DO THIS: Reproduce, word for word, the lines of the items below, starting with the line that contains "Can you find the green boat" and continuing through the line that contains "[[624, 274], [661, 242]]". Include both of these lines and nothing else.

====

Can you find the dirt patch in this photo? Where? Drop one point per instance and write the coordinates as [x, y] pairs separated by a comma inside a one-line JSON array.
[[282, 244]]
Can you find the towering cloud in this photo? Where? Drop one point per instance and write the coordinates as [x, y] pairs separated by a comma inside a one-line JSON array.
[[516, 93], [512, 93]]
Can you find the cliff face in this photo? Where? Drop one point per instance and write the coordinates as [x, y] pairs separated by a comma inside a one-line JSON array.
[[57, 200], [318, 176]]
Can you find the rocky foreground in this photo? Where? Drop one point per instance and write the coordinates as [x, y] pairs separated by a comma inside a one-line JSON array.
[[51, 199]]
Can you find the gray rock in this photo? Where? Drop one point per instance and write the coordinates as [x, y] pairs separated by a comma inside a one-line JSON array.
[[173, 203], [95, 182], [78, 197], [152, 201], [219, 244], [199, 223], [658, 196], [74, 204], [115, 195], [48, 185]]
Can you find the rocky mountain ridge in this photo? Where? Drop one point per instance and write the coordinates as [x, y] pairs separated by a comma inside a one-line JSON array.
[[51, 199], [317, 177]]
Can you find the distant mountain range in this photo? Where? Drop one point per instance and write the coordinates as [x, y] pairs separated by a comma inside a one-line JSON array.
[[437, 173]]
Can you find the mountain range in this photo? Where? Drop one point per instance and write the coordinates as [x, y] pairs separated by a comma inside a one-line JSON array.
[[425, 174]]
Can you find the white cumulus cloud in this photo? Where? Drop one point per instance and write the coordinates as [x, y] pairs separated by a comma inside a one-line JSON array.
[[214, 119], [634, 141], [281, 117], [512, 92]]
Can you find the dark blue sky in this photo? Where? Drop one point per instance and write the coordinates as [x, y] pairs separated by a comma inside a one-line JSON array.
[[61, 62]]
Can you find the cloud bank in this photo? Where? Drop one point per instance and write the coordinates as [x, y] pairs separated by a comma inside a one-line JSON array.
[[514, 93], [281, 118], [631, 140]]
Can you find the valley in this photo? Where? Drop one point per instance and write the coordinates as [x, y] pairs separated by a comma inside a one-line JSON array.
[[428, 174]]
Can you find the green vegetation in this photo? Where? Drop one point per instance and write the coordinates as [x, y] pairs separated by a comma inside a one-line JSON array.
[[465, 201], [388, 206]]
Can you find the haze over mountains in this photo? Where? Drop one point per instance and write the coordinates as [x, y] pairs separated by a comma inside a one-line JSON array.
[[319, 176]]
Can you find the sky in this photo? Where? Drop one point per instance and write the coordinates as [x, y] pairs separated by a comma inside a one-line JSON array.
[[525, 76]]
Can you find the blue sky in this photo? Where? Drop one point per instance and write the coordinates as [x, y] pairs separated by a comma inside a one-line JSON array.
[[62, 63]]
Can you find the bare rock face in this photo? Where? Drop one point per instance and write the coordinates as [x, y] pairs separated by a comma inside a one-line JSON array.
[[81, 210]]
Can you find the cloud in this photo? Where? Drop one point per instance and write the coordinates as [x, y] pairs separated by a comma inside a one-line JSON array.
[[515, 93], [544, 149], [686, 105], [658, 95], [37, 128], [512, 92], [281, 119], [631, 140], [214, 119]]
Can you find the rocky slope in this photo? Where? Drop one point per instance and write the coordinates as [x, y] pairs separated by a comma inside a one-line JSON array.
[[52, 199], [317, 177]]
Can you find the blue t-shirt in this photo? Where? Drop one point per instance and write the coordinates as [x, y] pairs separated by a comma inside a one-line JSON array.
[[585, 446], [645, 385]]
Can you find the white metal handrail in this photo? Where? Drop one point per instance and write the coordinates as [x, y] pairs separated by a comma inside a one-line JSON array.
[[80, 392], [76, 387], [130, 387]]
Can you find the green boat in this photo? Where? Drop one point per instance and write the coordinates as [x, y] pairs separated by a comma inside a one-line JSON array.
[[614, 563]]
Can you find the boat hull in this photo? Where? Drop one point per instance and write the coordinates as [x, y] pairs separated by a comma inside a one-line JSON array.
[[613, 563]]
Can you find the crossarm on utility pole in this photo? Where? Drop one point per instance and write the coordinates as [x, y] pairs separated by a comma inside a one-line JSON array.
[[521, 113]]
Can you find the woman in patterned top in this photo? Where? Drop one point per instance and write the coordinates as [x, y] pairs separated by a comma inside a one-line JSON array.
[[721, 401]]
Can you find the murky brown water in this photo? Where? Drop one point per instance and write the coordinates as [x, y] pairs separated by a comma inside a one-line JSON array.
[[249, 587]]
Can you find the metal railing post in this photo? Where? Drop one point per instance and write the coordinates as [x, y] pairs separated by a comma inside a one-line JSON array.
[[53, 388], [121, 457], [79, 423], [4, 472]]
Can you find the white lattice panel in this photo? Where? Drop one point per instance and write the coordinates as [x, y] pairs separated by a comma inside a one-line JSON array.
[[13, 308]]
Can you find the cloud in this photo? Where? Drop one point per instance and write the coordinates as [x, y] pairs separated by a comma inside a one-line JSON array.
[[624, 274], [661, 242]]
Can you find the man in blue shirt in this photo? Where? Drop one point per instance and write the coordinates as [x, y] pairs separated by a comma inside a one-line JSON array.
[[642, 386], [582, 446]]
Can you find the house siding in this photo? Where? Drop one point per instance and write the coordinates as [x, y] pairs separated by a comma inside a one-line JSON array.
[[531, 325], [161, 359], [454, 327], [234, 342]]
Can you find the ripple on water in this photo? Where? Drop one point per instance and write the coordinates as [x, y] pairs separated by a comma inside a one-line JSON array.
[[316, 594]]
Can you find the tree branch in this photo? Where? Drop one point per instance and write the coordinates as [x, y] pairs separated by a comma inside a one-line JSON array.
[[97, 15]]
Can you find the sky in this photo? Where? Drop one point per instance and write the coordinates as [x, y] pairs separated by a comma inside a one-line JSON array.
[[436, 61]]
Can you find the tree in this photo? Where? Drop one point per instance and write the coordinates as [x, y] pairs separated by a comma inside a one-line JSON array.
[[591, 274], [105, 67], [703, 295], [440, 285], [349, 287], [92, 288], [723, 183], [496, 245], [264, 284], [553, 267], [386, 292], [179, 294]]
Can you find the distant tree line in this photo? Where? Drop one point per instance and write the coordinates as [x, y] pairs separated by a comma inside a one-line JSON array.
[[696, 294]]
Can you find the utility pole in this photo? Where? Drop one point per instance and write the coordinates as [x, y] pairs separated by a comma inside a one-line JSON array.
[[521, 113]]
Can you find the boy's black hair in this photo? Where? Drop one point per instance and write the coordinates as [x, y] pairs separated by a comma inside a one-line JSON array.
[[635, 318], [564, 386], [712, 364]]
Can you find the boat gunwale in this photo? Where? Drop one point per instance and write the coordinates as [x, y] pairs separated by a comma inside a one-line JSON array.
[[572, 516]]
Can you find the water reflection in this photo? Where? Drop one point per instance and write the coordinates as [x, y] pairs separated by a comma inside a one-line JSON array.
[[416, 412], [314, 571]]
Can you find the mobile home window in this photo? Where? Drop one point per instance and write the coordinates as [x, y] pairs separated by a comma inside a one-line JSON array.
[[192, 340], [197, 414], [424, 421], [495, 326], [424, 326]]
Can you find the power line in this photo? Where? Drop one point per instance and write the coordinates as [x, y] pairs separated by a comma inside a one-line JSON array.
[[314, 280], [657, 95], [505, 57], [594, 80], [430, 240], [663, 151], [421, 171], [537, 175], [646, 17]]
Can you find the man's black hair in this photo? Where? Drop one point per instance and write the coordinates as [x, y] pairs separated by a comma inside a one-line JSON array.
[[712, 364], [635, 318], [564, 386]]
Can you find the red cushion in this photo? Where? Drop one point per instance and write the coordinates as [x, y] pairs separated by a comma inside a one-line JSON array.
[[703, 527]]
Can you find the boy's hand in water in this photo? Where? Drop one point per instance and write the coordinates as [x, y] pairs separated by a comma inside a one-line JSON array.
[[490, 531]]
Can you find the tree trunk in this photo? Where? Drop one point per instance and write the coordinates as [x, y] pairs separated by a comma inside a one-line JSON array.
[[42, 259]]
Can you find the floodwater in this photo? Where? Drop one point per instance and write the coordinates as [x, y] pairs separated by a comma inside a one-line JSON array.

====

EXERCISE SOLUTION:
Can you find the green boat in this photo? Where? Drop one point per instance and write the coordinates as [x, y] pairs separated by a comma inside a one-line JSON array.
[[614, 563]]
Can you find the boat hull in this photo? Where? Drop one point per instance and write the coordinates as [x, y] pairs separated by a comma inside a one-line JSON array.
[[613, 563]]
Can you find the crossarm on utility pole in this photo? Where? Drop one point per instance and write the coordinates as [x, y] pairs separated by a comma inside a one-line JSON array.
[[521, 113]]
Can you find the woman in patterned top in this photo? Where? Drop one point per instance and write the coordinates as [x, y] pairs separated by a comma inside a one-line JSON array.
[[721, 401]]
Can you find the murky brown water in this photo? Where? Drop one point per instance and write the coordinates as [x, y] pairs separated by a comma inside a one-line JSON array.
[[249, 587]]
Can you find the metal railing post in this photo? Where? Drop one point per instance and write the coordinates as [x, y] pairs separated by a comma inside a one-line JSON array.
[[53, 388], [121, 457], [79, 423], [4, 472]]
Can you find the white lattice panel in this photo? Where? Drop one point per instance and write the coordinates as [x, y] pairs separated by a comma inside a one-line JSON array.
[[13, 308]]
Can you find the cloud in this photo? Where? Drop one point per instance and write the coordinates as [x, y] pairs separated by a comma inside a one-line JSON array.
[[624, 274], [661, 242]]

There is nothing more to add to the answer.